Materials provided ▸
━━━━━━━━━━━━━━━━━━━━
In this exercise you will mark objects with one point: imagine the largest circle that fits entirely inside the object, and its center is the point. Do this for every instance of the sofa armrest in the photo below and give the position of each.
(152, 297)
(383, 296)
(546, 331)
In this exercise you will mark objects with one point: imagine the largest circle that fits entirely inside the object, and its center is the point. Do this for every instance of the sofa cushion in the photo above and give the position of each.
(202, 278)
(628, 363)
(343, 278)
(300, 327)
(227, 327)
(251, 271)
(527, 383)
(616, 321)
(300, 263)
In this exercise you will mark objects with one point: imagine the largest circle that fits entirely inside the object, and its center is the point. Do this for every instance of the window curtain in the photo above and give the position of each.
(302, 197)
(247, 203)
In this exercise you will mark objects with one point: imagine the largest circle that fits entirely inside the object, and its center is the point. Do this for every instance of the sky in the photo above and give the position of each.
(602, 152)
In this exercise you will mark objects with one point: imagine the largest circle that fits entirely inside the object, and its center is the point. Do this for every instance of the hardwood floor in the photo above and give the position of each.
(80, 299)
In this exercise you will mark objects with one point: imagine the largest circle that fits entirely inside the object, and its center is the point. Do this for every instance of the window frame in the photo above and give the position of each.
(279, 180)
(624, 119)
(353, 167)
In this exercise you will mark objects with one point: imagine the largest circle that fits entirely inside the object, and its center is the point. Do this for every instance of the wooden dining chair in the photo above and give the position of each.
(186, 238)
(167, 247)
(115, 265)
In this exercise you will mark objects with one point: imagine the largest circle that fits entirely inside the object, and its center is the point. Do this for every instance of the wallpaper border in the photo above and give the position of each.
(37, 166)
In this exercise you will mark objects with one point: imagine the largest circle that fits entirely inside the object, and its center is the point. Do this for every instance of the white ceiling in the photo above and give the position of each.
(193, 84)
━━━━━━━━━━━━━━━━━━━━
Task ▸ Each line from the one containing "the sofa cushion" to the end of the listing above should be copied exactly, and nothing else.

Finished answer ▸
In this exercise you will mark objects with one point: imagine the largest circle that fits entirely inside the object, and its center is the point. Do this for every instance of the sofa cushion in the photo above and give the position of each.
(202, 278)
(628, 363)
(343, 278)
(300, 327)
(227, 327)
(251, 271)
(527, 383)
(616, 321)
(300, 263)
In this exercise you will mark objects with one point: imagine the largest circle that fits entirely inside the object, and its center is the point. Do this for every instance of the window curtain in the photo above and give the position of each.
(302, 197)
(247, 203)
In this exercise you will mark objects with one point: imagine the largest circle that fits entirely inside the object, and its center is the point. Do this for every instance of the sky in the photo above and give the position of each.
(602, 152)
In this exercise you will mark objects with one point: imagine the largest circle that fits entirely inside the object, and its center is the point. Do this for every instance of the hardwood floor in the photo above and give the position of each.
(80, 299)
In this exercise you will mark objects with one point: imagine the largest circle that fits entirely inside the object, and its center is the point. Do this for every instance of the window frame in the photo above and give the position of each.
(279, 180)
(624, 119)
(353, 167)
In this exercise you will mark objects with one point: imagine the largest circle that fits entirely inside the object, and its center is the point. Do this for every instance of the wooden dining chair in the photo above and give the position of each.
(186, 238)
(167, 247)
(115, 265)
In this exercise you will mark objects with one point: imagine the largest circle that fits entirely inside the object, and its center is the point. Do this for every instance of the wallpaper border in the photo above and give the position of each.
(37, 166)
In this exercise you will mark objects with one point: imagine the largest circle that fits entirely inside the object, and its center is the point. Do this for every instance of the white ceiling in the photo above and give the position of each.
(193, 84)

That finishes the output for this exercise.